Stored data entries:
= Beginning of Section =
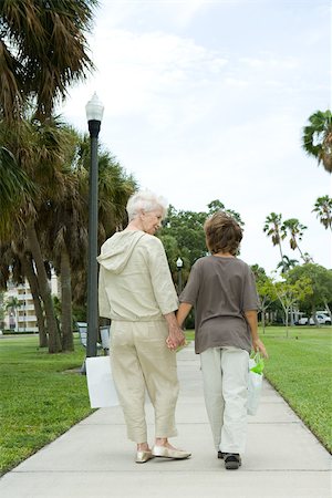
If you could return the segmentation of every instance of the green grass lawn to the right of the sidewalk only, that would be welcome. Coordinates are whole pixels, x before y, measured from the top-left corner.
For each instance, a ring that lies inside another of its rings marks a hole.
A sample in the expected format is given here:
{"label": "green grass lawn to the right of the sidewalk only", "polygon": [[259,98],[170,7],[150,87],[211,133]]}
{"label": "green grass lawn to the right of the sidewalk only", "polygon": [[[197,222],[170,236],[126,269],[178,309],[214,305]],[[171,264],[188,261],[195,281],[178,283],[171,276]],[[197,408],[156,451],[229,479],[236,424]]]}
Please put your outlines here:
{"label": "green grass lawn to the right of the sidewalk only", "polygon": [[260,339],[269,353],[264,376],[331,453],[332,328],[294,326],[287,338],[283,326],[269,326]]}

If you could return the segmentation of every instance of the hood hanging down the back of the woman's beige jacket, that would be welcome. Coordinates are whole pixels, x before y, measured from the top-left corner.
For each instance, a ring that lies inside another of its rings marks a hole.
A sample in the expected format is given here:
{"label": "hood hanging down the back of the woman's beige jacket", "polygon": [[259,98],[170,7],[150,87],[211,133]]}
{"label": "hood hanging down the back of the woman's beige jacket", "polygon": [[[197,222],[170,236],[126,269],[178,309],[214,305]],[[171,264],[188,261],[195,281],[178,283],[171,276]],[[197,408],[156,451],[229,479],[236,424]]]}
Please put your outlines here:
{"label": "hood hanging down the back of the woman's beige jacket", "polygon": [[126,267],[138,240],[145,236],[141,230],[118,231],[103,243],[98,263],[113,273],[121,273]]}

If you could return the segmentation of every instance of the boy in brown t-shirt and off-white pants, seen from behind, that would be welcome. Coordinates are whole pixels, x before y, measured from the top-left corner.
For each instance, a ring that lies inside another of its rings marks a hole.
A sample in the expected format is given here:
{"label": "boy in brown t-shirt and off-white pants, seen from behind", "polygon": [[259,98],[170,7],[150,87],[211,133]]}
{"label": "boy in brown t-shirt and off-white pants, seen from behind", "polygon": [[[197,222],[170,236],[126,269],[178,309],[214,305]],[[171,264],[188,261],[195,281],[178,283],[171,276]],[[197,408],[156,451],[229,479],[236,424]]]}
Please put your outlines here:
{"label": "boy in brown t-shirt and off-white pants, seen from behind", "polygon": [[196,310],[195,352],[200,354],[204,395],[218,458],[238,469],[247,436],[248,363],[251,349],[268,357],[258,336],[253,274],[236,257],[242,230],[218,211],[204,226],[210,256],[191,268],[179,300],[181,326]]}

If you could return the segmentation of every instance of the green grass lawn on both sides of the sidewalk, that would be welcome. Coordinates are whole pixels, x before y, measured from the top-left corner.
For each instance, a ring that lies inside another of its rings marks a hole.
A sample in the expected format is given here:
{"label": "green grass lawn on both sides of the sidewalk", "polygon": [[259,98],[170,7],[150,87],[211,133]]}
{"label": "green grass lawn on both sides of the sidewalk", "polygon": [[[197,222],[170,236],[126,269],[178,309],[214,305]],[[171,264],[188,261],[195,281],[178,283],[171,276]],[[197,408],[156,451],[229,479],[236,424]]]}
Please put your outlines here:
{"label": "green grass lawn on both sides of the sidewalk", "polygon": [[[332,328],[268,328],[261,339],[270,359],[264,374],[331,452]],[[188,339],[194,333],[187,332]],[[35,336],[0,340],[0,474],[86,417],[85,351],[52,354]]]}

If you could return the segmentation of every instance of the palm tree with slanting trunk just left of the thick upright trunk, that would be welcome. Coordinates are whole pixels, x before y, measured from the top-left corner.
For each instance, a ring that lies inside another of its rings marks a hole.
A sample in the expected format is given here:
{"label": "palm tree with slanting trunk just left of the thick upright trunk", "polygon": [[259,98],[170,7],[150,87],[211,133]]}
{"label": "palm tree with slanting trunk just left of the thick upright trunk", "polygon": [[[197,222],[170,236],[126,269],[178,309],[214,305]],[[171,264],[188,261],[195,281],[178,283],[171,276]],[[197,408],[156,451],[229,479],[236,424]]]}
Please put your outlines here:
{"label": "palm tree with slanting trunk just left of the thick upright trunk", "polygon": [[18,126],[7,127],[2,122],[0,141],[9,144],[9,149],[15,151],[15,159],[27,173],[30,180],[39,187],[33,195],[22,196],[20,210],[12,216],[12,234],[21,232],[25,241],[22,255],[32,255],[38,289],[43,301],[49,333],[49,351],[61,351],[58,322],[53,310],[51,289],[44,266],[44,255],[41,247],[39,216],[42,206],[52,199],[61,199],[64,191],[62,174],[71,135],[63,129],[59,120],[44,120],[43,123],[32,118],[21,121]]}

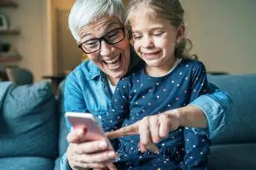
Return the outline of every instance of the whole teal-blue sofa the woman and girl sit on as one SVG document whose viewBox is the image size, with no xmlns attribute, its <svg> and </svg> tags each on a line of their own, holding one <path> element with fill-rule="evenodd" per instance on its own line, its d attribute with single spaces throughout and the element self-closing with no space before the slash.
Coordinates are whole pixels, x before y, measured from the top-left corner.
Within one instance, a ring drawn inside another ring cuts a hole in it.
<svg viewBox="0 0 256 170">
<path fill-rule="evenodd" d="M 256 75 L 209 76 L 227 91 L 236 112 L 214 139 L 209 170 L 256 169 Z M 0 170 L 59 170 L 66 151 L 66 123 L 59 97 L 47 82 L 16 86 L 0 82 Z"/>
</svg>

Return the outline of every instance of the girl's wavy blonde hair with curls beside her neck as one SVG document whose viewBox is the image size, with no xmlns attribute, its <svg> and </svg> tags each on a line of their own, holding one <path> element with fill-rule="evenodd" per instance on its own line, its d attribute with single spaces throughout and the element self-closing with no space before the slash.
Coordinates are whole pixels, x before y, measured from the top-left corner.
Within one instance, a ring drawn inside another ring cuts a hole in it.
= End of Section =
Reply with the number of lines in the data above that contain "their", and with nothing else.

Solution below: 2